---- SOURCE DOCUMENT

A chance meeting during an on-campus cocktail party in 2016 merged these two visions, resulting in what has now become a regular, spring break, field study trip for students from Wilson’s Botany course to the dual-island country off the coast of Venezuela.
“For the longest time I really wanted to take students to the tropics because when you go to the tropics, plants break all the rules,” says Wilson. “And Stephanie had long been seeking someone to connect a class, particularly an environmental class, with her deep cultural and historical associations with Trinidad and Tobago. With all the connections she had, it quickly became clear that we could create something that was really extraordinary.”
And that they did. This year’s spring break marked the fourth time students from Wilson’s Botany class have had the opportunity to participate in a field study that spans approximately 10 days. Funded primarily by Haverford’s CPGC, the trip took them into towns, rain forests, and even individual homes, and included a visit to a village where cacao is grown and chocolate made. They met with a local woman in her garden where they learned about the islands’ medicinal use of plants and watched traditional Afro-Trinidadian folktales enacted by performance poet and former Poet Laureate of Port of Spain Eintou Pearl Springer and her daughters Attillah and Dara.
“I set up a lot of cultural elements as well,” says Zukerman, who wrote her master’s thesis on the impact of migration on the cultural identities of Trinidadian immigrants in Philadelphia. “So there’s one day dedicated to learning about the East Indian population, and then another day when we do an African legacy tour. I wanted to make sure that the students had that cultural context in a way that’s equally balanced with the natural [science] part.”

--------
---- STORED DATA

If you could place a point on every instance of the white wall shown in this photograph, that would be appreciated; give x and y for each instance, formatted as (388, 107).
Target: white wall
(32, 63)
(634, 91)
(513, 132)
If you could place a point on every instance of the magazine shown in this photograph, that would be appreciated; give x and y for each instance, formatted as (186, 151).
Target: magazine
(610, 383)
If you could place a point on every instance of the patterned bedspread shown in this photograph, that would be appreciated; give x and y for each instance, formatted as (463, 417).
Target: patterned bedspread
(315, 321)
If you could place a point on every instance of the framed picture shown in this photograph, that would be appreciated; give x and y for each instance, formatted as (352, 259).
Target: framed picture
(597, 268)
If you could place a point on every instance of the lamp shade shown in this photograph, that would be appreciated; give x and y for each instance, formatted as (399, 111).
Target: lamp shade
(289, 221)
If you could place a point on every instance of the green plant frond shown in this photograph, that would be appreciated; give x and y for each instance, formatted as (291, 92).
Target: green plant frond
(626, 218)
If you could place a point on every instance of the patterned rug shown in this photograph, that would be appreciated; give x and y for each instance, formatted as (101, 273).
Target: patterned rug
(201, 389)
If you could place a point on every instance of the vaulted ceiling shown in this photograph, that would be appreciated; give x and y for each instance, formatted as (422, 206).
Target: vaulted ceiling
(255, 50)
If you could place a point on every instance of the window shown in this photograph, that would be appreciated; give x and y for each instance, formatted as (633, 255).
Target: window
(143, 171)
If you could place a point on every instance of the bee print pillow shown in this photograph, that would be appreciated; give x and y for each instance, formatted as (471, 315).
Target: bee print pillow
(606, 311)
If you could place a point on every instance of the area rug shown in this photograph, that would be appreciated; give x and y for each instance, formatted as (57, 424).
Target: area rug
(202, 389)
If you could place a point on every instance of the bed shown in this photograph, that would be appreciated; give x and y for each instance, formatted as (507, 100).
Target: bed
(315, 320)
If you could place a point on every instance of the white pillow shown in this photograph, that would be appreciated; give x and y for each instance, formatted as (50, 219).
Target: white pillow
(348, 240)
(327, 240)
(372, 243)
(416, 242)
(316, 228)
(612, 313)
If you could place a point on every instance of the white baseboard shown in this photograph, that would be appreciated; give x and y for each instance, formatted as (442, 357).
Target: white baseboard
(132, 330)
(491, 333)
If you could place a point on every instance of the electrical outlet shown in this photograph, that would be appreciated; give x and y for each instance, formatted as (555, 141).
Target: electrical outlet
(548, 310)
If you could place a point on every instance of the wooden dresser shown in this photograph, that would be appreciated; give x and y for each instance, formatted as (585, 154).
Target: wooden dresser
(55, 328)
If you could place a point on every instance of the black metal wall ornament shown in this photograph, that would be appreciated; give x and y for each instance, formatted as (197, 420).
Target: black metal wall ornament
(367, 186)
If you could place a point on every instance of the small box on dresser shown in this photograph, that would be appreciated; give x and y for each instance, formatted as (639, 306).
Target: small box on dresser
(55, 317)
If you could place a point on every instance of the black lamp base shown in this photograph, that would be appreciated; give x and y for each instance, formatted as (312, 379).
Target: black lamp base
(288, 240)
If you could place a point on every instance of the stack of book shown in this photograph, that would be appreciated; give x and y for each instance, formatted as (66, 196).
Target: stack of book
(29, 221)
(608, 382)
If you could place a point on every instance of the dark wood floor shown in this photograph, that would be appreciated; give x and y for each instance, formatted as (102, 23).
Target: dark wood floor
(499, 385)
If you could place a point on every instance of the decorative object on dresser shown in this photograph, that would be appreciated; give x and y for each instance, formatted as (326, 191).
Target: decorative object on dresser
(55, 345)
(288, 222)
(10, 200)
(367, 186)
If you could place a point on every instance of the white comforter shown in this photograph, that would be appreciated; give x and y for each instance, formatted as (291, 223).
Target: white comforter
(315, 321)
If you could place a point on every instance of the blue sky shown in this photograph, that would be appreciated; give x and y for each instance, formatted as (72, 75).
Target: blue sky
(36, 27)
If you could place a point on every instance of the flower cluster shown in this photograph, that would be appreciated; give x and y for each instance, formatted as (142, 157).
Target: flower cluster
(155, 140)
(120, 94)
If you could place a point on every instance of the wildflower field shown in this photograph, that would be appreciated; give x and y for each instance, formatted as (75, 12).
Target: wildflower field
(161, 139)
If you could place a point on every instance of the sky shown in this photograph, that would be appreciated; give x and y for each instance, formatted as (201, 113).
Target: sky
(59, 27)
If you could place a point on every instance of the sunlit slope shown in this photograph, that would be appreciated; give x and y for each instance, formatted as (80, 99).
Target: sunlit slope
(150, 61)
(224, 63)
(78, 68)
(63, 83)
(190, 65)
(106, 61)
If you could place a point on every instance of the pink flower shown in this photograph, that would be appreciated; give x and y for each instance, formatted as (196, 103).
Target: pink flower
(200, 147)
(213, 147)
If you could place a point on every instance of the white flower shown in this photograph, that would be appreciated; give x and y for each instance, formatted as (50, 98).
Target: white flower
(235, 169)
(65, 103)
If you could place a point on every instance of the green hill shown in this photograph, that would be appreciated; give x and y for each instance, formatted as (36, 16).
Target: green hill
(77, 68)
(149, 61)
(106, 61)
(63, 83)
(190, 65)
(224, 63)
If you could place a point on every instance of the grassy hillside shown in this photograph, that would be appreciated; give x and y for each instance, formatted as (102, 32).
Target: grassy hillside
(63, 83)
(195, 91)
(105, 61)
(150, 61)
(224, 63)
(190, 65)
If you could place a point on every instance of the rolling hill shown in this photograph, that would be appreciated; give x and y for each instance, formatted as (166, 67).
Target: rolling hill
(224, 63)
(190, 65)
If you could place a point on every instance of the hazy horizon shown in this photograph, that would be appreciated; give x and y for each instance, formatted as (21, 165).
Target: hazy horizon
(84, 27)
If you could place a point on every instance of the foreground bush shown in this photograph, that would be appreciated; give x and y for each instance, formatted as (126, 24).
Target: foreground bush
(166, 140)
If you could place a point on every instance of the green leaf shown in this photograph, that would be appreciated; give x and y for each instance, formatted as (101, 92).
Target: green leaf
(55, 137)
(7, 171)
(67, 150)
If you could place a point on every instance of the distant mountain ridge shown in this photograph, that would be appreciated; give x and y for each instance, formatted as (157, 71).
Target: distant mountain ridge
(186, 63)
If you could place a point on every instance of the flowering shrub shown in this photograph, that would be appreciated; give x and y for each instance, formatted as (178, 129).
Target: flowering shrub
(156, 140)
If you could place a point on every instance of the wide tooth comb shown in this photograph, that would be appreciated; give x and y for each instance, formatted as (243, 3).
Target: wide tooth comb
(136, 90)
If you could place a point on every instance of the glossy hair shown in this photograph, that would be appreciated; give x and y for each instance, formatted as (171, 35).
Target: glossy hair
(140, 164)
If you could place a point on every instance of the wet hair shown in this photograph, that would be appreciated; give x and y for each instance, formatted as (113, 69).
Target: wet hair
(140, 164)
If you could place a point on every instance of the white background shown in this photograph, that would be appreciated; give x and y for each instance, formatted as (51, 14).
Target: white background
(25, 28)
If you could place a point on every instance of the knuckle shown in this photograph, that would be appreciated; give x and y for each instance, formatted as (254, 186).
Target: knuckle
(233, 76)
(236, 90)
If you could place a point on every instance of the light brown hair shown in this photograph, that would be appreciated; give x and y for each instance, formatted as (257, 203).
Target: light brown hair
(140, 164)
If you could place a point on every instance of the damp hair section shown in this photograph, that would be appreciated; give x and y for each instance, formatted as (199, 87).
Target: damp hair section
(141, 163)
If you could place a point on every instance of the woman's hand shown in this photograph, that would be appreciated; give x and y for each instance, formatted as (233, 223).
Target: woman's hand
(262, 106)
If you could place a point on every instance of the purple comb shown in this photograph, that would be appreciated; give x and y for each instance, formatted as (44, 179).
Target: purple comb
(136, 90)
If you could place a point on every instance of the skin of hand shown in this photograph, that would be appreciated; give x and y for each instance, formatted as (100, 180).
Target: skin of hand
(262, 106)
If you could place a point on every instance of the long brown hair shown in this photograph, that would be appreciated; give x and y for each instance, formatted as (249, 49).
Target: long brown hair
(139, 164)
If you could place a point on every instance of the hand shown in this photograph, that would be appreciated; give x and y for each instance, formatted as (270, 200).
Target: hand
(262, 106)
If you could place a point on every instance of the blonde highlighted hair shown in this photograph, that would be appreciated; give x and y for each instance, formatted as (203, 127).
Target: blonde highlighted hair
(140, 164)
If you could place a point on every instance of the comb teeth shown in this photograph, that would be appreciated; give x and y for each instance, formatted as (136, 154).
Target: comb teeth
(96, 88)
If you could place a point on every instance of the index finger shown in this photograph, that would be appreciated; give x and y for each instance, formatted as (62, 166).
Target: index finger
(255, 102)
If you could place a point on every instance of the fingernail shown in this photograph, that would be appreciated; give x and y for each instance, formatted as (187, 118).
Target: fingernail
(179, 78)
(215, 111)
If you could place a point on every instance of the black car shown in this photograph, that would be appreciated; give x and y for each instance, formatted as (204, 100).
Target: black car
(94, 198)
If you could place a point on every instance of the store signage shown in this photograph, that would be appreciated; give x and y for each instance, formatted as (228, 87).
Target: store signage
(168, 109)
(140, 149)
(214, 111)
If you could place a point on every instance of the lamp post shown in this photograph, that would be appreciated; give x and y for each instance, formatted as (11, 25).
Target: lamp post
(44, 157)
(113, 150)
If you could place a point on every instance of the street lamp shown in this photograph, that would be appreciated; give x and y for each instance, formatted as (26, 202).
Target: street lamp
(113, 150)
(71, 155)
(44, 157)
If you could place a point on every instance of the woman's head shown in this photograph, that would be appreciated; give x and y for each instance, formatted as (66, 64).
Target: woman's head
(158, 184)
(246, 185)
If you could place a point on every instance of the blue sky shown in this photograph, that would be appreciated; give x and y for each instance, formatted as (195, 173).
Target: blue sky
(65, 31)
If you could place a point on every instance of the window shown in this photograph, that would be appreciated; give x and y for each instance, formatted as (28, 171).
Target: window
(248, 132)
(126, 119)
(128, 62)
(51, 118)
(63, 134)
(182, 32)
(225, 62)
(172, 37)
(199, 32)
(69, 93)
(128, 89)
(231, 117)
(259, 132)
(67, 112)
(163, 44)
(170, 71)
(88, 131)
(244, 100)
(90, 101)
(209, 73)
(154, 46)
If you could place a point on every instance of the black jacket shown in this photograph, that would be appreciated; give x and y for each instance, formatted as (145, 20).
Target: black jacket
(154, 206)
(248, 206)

--------

**WORK ORDER A**
In the article on the botany field trip, rewrite the paragraph that begins "And that they did." as a short bulleted list that keeps its main facts.
**WORK ORDER B**
Copy the part of the article on the botany field trip between "And that they" and "Attillah and Dara.", inclusive.

**TASK ANSWER A**
- This year's spring break was the fourth time students from Wilson's Botany class took part in the field study, which lasts about 10 days.
- Haverford's CPGC mainly paid for the trip.
- Students went into towns, rain forests and individual homes, and visited a village where cacao is grown and chocolate is made.
- In a local woman's garden, they learned how the islands use plants as medicine.
- They watched traditional Afro-Trinidadian folktales acted out by performance poet and former Poet Laureate of Port of Spain Eintou Pearl Springer and her daughters Attillah and Dara.

**TASK ANSWER B**
And that they did. This year’s spring break marked the fourth time students from Wilson’s Botany class have had the opportunity to participate in a field study that spans approximately 10 days. Funded primarily by Haverford’s CPGC, the trip took them into towns, rain forests, and even individual homes, and included a visit to a village where cacao is grown and chocolate made. They met with a local woman in her garden where they learned about the islands’ medicinal use of plants and watched traditional Afro-Trinidadian folktales enacted by performance poet and former Poet Laureate of Port of Spain Eintou Pearl Springer and her daughters Attillah and Dara.